# Tip: Teknic Stepper and Server all in one and more. Very cool motion control and affordable...



## countryguy (Jan 5, 2015)

*Tip:Teknic Stepper and Servo w/drive all in one and more. Very cool motion control and affordable...*

OK to all our bit-byte gang.  I found these guys looking around for a inexpensive Motor, Servo and driver setup.   I found these guys.  

Watch the Vid on the main page mid-way... Offers a lot of into.  I am starting to lean into Stepper setups more after all this Server and encoder $$$$ pricing. 

http://www.teknic.com/products/clearpath-brushless-dc-servo-motors/


----------



## dave2176 (Jan 5, 2015)

Check out the hybrid steppers with encoders at automationtechnologiesinc. Looks like a good option. 
Dave


----------



## JimDawson (Jan 5, 2015)

I looked at both, looks like they would work.

I still see no reason to replace servos and drives on you mill as long as what you have is working.  If you want to replace the controller, just get one that will output +/- 10V analog signal that will run the existing drive.  I'm still using the original DC servos drives on my mill.  If one of them ever fails, then I will replace them with steppers, and still use velocity control rather than step & direction.


----------



## countryguy (Jan 6, 2015)

Thanks Jim,  
I'm still sorting out the insides - As it turns out,  the AB Bandit III I have is missing the drivers.  The original owner is not replying back w/ why or where.... So I need Drivers for the Servos.  Can you suggest something for this Mill at 500Line encoders (diff quad) to 2000 PPR and if you think it's worth keeping together.  Former owner noted that at 120ipm and 2000PPR is fine what we wanted.

# Entries

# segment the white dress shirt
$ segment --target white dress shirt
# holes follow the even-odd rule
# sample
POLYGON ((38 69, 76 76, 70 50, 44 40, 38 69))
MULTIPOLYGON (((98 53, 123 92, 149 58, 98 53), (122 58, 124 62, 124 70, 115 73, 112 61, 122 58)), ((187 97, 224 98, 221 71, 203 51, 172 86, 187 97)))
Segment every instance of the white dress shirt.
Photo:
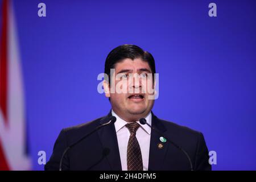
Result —
MULTIPOLYGON (((117 118, 114 123, 115 131, 117 132, 117 140, 118 142, 119 152, 120 154, 122 170, 127 171, 127 148, 130 138, 130 131, 125 126, 129 123, 120 118, 112 110, 112 115, 117 118)), ((147 122, 151 125, 151 113, 150 112, 145 118, 147 122)), ((136 131, 136 138, 141 147, 143 171, 147 171, 148 168, 149 150, 150 146, 150 134, 151 129, 147 125, 141 125, 139 121, 139 127, 136 131)))

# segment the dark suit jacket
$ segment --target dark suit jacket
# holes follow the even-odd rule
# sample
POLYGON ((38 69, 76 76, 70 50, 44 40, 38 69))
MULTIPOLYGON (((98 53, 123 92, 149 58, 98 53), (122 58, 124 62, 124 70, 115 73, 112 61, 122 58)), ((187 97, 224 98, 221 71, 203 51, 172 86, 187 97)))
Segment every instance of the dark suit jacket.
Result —
MULTIPOLYGON (((59 170, 64 150, 98 126, 108 122, 111 115, 110 112, 105 117, 62 130, 54 145, 52 155, 44 166, 45 170, 59 170)), ((202 133, 160 119, 152 113, 152 126, 187 152, 194 170, 211 170, 208 150, 202 133)), ((190 170, 185 154, 171 143, 162 143, 163 148, 158 148, 160 136, 151 130, 148 170, 190 170)), ((64 158, 62 169, 122 170, 114 125, 102 127, 70 148, 64 158)))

# What the task requires
Could you resume the forum thread about stepper and servo motor options for the mill, picking up right after its last post?

# Exercise result
JimDawson said:


> I looked at both, looks like they would work.
> 
> I still see no reason to replace servos and drives on you mill as long as what you have is working.  If you want to replace the controller, just get one that will output +/- 10V analog signal that will run the existing drive.  I'm still using the original DC servos drives on my mill.  If one of them ever fails, then I will replace them with steppers, and still use velocity control rather than step & direction.


----------



## countryguy (Oct 15, 2015)

I never did get to post back on this.    In the end I pulled off all the tach and low end encoders and installed my own from Automation Direct.  Put them onto the existing baldor servos.  Happy to send pics if needed.   I  rewired them to the existing AB Molex and high end connectors the mill came with.    The Mill turned into a full out upgrade to the Ajax cnc setup    This allowed my to reuse servos which I really wanted do.   And the centroid all in one unit came with the drives and Plc all in one board.   So it worked for me.    ....and as you can see I am off breaking ball mills into aluminum and all types of fun learning projects.


----------



## JPigg55 (Nov 10, 2016)

Wondering if anyone uses any of the Teknic Clearpath servo motors and your opinion on them  ???
I recently ran across them on the Internet and, given the price, looked to be a good option for DIY powerfeed option.
while other motors would work just as well, having the drivers integrated with the motor has an appeal to me.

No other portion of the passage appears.